> _Do this_
Rewrite all of the records with "noun phrase" changed to "short description" and everything else left as it is. Leave the pictures out of your answer.

A run of records:
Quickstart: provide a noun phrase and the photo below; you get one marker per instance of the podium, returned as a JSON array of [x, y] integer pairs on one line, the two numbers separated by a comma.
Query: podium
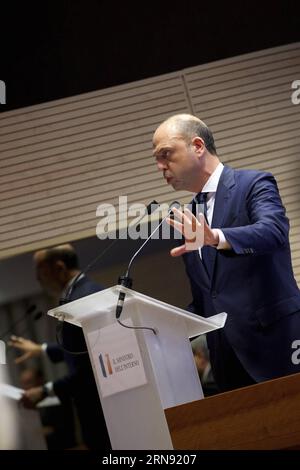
[[264, 416], [139, 374]]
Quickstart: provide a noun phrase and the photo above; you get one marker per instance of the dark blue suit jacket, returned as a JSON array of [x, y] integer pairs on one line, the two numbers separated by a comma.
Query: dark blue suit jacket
[[79, 383], [253, 282]]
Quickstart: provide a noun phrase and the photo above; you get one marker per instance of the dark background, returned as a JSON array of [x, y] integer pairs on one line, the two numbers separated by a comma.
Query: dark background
[[58, 48]]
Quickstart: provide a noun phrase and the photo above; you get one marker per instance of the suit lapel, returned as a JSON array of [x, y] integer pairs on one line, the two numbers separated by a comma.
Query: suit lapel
[[222, 204]]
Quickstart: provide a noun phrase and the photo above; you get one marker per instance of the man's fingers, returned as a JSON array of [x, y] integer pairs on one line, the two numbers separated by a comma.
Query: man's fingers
[[177, 225], [22, 358], [178, 251]]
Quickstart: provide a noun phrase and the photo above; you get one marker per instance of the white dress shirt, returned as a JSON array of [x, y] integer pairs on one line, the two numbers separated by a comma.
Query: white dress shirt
[[210, 187]]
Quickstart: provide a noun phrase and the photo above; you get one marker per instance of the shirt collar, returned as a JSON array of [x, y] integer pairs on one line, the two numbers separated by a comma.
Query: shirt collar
[[211, 184]]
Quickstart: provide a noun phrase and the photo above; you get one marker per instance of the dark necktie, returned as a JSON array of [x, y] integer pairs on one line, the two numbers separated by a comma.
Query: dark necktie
[[201, 200]]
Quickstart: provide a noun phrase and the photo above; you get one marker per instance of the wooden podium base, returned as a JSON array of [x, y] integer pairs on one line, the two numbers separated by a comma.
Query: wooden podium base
[[262, 416]]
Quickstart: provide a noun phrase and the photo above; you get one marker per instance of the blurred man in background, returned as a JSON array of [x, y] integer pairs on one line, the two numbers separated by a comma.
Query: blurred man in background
[[58, 272]]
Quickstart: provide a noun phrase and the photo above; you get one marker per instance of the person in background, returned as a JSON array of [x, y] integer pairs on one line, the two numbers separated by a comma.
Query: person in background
[[58, 272], [57, 420]]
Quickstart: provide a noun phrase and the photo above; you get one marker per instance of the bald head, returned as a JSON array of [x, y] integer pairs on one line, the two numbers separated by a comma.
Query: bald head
[[187, 126], [55, 267]]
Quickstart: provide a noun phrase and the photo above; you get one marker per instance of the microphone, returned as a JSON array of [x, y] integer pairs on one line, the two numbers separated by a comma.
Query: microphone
[[28, 311], [125, 280], [152, 206]]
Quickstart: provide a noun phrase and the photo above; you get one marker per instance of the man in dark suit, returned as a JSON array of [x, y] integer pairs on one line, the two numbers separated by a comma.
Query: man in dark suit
[[244, 266], [57, 268]]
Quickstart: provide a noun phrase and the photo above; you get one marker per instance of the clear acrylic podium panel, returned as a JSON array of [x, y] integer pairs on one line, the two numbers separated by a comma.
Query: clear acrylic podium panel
[[135, 417]]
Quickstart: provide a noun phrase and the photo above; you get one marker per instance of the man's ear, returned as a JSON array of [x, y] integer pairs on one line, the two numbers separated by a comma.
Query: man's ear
[[198, 144]]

> _Right answer_
Quickstart: provide a short description and the photo below; you get one marker per instance of the podium, returned as a JSON array of [x, y] integer pairs on one line, the two numbers separated by a comma.
Query: podium
[[264, 416], [139, 374]]
Quickstart: provide a short description and the photo above; you get one marker per instance of the dark blue suit jacket, returned as a JSON array of [x, y] integer pairs on one line, the two numbers separated by a comma.
Query: dark blue suit jacket
[[79, 383], [253, 282]]
Quickstart: provide a short description and the photo above; you get one marker per instance of the dark background, returned as a JSON array of [x, y] integer pairs on one line, the two numbers separated by a comma.
Query: dark background
[[58, 48]]
Quickstart: provide a short description and the photo above; you get one marker per instance of the suit lapel, returned as a JSON array of [x, y] integer pairs on one line, the two numbers separated by a comma.
Query: suit lapel
[[222, 204]]
Quickstart: provide a short description and the photo above; you get one marker per instance of the man's fingers, returned as a JSON array of [x, y] integer pairs on one line, the two numbers separated by a comma.
Query: man's fingers
[[177, 225], [22, 358], [178, 251]]
Quickstart: provide a short description and the photo above; you get one marker per instance of the white dress shirt, returned as a JSON array of [x, y] integer pairs on one line, the two numbers separated by a comma.
Query: white dress shirt
[[210, 187]]
Quickstart: provide a short description and the photo above; you get one marker per instance of the shirt collar, returned as a JSON array of [x, y] integer pairs on one line, the two numbers separated by a comma.
Query: shirt collar
[[211, 184]]
Quickstart: provide a short description and the photo above; you get one marker per instance of the dark necktie, returned as a JSON array of [x, y] integer pairs on one line, the two numbers separated by a comma.
Query: dark necktie
[[201, 200]]
Quickstart: provide a short description and the photo above; you get one marker per instance of the wooden podium base, returned as a JSON array of [x, y] integer pairs on one line, the two numbers separated by a comma.
Query: wooden podium base
[[262, 416]]
Quickstart: provide a short description and the photo above; you get one marker per instance of the blurred man in background, returned as a JSON array of [x, y] integer pairs on one line, the two numbers separated by a comma.
Query: blurred man in background
[[58, 272]]
Quickstart: provide a short description and the photo above; you get one marker per instance of the person in background, returned as a JSON array of [x, y] integer pairs on one line, the two numbers separated by a comma.
Query: person in background
[[58, 272], [57, 420]]
Quickstart: provide a short description and the photo above; you get one marker per instance of the bald head, returned as a JSON array of [x, y] integer pairs on one line, the two numbers separated by a comma.
Query: bald head
[[187, 126], [55, 267]]
Quickstart: provide a short description and the photo above; you get one marker per instance of the microphone, returned as a JSON array of [x, y] integer pairs on one line, the two numbers separated by a comma.
Query: microphone
[[28, 311], [125, 280], [152, 206]]
Quickstart: provide a short description and the photo above; you get one marker per instance of the man in dark suit, returned as a JSON array of [x, y] integer pairs on one line, the two numbers separated by a comma.
Query: man in dark suit
[[244, 266], [57, 268]]
Quickstart: provide a short description and the photo above; you get one marker per instance of the clear acrylic podium panel, returned as a JSON array of [x, y] integer pairs on one line, the two numbers separated by a comma.
Query: clear acrylic podium panel
[[135, 417]]
Quickstart: provide a short description and the photo above; you get one marker per instance of the man's ear, returned as a JSON array of [x, y] integer pairs on one line, the two numbers separated by a comma.
Query: man's ear
[[198, 144]]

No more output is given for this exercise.